§ WHAT TO WORK ON
How many lines in the entries below contain the string "right"? Case counts. Reply with the number alone.

# Start of MATERIAL FOR THIS EXERCISE

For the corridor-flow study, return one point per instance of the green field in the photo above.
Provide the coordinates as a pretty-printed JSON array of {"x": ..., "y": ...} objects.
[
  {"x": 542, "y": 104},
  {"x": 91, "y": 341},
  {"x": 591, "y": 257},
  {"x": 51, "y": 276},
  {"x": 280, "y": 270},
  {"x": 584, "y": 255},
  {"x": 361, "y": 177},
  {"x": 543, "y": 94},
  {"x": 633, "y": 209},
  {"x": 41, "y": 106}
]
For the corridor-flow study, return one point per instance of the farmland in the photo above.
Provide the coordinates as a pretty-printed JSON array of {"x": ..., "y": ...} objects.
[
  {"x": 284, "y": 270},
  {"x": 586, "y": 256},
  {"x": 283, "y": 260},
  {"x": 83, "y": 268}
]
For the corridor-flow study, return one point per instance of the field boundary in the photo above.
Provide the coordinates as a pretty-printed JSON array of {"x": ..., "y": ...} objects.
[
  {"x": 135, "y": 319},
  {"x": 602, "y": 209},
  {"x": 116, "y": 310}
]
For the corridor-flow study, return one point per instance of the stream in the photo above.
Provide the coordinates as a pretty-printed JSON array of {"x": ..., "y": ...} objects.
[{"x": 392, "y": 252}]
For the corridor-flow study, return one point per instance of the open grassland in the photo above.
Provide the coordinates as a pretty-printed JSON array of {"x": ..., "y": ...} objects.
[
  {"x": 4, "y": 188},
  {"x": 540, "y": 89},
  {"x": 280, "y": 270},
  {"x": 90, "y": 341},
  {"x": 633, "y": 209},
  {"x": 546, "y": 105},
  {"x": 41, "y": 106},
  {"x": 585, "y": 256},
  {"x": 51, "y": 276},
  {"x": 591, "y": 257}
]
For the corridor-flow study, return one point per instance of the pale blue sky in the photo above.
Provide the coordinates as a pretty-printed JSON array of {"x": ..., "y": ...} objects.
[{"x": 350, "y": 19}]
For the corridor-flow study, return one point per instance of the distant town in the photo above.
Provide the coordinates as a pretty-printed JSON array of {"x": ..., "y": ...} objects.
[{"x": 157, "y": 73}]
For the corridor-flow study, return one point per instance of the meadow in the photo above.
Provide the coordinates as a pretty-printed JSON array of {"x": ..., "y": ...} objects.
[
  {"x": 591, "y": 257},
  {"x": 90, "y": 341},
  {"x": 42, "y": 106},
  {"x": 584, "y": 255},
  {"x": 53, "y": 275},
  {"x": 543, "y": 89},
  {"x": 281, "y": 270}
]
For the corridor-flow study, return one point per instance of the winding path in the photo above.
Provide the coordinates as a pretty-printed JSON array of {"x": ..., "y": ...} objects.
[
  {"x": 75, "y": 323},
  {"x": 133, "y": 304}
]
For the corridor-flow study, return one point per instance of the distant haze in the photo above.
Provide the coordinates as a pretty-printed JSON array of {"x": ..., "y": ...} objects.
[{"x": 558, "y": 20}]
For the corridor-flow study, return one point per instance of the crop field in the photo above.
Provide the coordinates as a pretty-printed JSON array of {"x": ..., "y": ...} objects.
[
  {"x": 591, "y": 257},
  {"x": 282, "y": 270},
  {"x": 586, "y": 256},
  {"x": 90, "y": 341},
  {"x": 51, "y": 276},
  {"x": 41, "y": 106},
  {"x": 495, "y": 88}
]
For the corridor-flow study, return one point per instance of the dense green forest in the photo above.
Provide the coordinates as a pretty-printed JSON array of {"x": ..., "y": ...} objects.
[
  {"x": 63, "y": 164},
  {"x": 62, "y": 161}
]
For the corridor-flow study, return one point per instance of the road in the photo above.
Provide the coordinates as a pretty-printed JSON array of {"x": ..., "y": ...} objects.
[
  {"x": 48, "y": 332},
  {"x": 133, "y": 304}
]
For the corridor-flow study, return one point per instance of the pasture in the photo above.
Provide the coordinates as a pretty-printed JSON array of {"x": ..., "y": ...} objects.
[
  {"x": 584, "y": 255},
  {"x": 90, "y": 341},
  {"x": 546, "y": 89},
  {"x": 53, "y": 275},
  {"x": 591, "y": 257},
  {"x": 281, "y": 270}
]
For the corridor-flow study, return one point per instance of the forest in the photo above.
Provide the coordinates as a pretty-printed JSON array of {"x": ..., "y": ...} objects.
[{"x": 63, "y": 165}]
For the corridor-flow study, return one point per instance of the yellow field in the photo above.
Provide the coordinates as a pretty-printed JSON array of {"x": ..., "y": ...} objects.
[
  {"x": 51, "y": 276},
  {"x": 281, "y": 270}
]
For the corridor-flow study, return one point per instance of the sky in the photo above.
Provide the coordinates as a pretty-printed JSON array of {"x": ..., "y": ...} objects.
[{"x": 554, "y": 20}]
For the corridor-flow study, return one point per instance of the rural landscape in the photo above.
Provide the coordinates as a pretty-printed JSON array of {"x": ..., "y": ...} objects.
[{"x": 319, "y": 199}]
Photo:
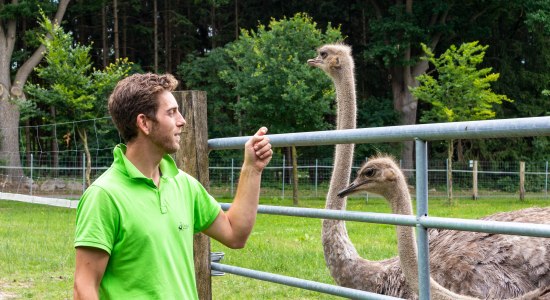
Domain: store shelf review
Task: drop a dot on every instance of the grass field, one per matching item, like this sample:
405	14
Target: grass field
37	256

# End of MATERIAL FOR THIS EXERCISE
# Start of MATERIAL FOR THIS EXERCISE

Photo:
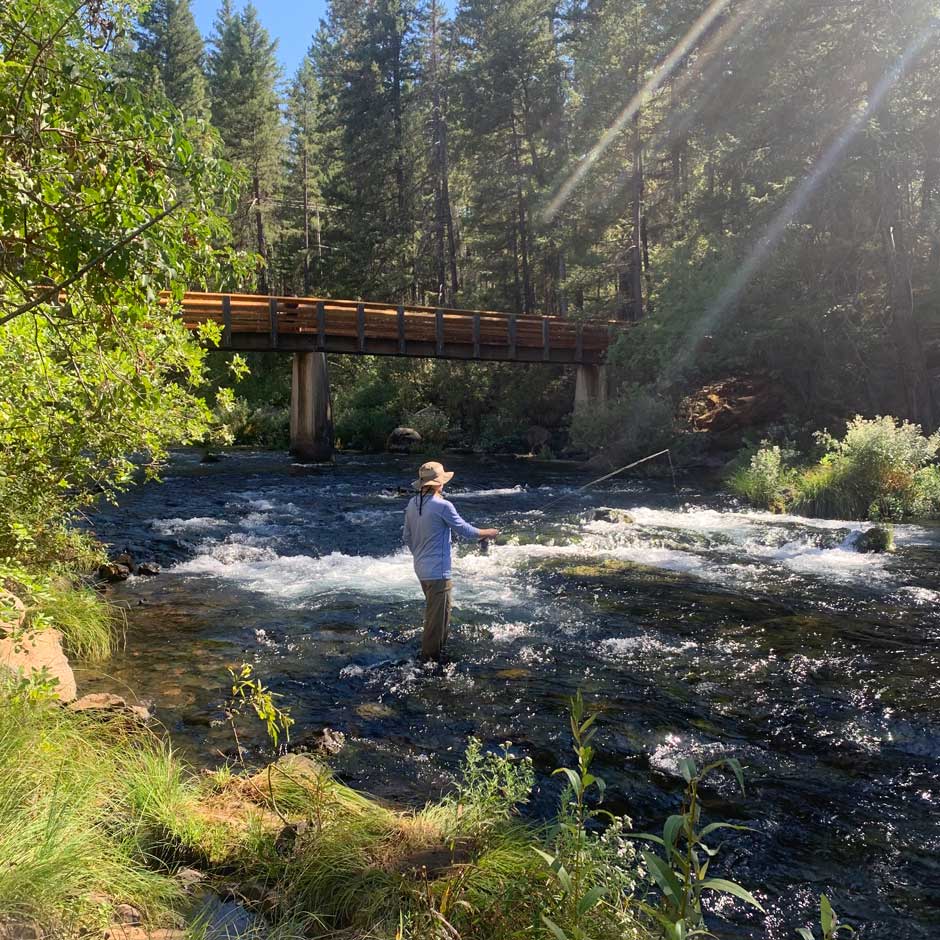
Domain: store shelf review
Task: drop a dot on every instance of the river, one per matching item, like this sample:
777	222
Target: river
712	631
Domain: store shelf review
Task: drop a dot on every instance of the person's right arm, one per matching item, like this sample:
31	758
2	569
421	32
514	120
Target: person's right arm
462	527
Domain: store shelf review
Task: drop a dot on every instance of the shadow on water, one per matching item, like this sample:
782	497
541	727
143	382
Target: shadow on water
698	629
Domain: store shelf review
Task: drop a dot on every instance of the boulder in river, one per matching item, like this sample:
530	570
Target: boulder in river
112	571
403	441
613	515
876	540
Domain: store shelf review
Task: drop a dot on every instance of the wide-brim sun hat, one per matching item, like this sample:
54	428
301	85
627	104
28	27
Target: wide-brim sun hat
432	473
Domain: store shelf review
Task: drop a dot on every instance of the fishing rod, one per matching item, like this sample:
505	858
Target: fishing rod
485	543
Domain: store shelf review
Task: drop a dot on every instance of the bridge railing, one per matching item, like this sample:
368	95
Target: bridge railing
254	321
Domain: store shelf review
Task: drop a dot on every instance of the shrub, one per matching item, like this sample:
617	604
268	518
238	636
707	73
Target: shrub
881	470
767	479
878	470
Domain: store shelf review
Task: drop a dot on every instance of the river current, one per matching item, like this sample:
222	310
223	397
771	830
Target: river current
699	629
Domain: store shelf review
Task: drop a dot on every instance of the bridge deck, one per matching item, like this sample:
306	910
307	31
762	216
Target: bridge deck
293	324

# End of MATERIAL FOR THIS EXERCISE

§ REPLY
2